Work request 1:
In the airport COVID testing article, which company currently runs testing for arriving passengers?
Work request 2:
Rewrite the paragraph of the airport COVID testing article that begins "Omega's lab will continue" as a short list, keeping its main facts.
Work request 3:
Carry on the article about COVID testing at Ben Gurion Airport from where it stops.

Excerpt to read:
COVID Testing at Ben Gurion Airport Changes Hands, Prices to Rise

The COVID-19 testing area at the Ben Gurion International Airport. (Nati Shohat/FLASH90)

From Monday, Nov. 1, Omega Company (Check2Fly) will give way to Pangea, which will take over operation of the PCR testing for Covid-19 at Ben Gurion Airport.

The switch follows a legal battle that began when Omega, together with Rambam Hospital, won an Israel Airports Authority tender to operate testing for departing and arriving passengers. Testing for arriving passengers is currently operated by Femi Premium, which replaced Omega a few months ago after the court disqualified the latter’s tender win.

Since then, Omega has been left with the testing for departing passengers, and that will now be transferred to Pangea.

Omega’s lab will continue to operate at Ben Gurion’s Terminal 1 until Nov. 21, and will operate in parallel to Pangea’s labs for three weeks. From Wednesday, Nov. 3, Omega will open an additional testing station, at Dizengoff Center in Tel Aviv, and it will operate from Sunday to Friday. A third lab will later be opened at Ramat Hachayal in Tel Aviv. At this stage, these Omega labs are offering rapid tests only.

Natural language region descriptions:
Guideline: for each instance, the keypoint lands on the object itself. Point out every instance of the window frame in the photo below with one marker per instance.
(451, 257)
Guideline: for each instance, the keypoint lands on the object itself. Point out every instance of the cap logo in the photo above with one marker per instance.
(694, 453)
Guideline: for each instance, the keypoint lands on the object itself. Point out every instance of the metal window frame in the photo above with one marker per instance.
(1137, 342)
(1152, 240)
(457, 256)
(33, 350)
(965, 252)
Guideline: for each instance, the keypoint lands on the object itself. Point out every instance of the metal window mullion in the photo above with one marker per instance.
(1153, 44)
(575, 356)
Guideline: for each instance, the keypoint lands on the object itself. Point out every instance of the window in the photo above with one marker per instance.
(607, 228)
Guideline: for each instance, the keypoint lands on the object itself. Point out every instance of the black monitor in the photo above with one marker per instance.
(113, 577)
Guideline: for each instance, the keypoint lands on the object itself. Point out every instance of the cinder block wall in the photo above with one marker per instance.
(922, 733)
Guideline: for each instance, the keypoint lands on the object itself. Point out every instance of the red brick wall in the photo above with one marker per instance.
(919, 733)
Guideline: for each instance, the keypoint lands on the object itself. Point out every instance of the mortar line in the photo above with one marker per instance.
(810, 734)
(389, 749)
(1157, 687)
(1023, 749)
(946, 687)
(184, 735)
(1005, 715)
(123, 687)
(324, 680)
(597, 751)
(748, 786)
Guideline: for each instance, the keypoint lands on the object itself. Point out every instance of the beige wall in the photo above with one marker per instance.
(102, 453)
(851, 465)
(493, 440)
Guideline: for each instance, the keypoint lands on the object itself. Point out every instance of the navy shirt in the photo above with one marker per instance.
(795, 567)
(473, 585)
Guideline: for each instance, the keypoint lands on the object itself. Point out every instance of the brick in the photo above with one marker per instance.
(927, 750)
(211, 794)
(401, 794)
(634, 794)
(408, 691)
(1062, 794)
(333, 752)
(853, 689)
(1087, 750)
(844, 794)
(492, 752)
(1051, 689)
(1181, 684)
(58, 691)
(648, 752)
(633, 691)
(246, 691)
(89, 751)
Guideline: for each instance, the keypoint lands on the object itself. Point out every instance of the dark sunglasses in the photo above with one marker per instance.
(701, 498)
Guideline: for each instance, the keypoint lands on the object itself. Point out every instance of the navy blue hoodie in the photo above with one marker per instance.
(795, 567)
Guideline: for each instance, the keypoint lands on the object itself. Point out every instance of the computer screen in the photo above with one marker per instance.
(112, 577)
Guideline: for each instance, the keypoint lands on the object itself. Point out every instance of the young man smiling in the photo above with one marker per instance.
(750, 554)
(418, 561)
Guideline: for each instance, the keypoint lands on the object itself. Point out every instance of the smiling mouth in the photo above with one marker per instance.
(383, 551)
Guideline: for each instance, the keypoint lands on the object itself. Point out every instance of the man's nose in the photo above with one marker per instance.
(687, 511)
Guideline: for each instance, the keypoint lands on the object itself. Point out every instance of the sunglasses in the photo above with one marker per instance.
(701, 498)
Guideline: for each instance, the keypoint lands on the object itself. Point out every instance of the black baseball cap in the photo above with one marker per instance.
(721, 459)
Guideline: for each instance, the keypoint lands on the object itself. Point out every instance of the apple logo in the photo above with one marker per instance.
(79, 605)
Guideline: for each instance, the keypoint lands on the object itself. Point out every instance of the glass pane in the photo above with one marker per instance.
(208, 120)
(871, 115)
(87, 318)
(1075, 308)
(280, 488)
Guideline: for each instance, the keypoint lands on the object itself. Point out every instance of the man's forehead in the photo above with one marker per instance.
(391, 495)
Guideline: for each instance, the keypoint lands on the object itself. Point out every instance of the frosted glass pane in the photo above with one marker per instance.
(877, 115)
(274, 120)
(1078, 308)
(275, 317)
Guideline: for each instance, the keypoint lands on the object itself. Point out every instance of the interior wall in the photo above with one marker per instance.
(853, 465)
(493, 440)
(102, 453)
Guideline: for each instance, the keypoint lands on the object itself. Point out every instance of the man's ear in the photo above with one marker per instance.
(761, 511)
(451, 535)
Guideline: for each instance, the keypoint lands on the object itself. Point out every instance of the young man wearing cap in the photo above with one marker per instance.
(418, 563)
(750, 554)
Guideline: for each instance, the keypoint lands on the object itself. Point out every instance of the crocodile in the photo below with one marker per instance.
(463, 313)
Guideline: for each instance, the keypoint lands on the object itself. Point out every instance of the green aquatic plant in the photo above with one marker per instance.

Answer section 1:
Femi Premium

Answer section 2:
- Omega's lab at Ben Gurion's Terminal 1 will keep operating until Nov. 21, running alongside Pangea's labs for three weeks.
- From Wednesday, Nov. 3, Omega will open another testing station at Dizengoff Center in Tel Aviv, open Sunday to Friday.
- A third Omega lab will later open at Ramat Hachayal in Tel Aviv.
- For now, these Omega labs offer rapid tests only.

Answer section 3:
Ultimately, the passengers will need to pay more. Instead of NIS 40, which is what Omega charges for a regular test, the results of which are received within fourteen hours, Pangea will charge NIS 89. The price of a rapid test, the result of which is received within four hours, will rise from NIS 120 to NIS 149.

Omega itself charges NIS 135 at the testing station it recently opened at the Azrieli Mall in Tel Aviv for a rapid test with a result within four hours.

The requirement to undergo a test for COVID-19 before taking a flight out of Israel depends on the destination country. All passengers flying to the U.S. are required to undergo testing, but not those flying to France, for example. Countries change their policies frequently. Last week, for example, Italy decided to impose a testing requirement for Israeli arrivals from one day to the next.

It is recommended, however, to undergo a test in any event, if only to avoid the embarrassment of being found positive in the test carried out overseas before returning to Israel. Israel requires all arriving passengers to have undergone a test within 72 hours of the flight to Israel. Tourists coming to Israel under the scheme for incoming tourists that will apply from Nov. 1 will also have to undergo testing before they return as required by their home countries.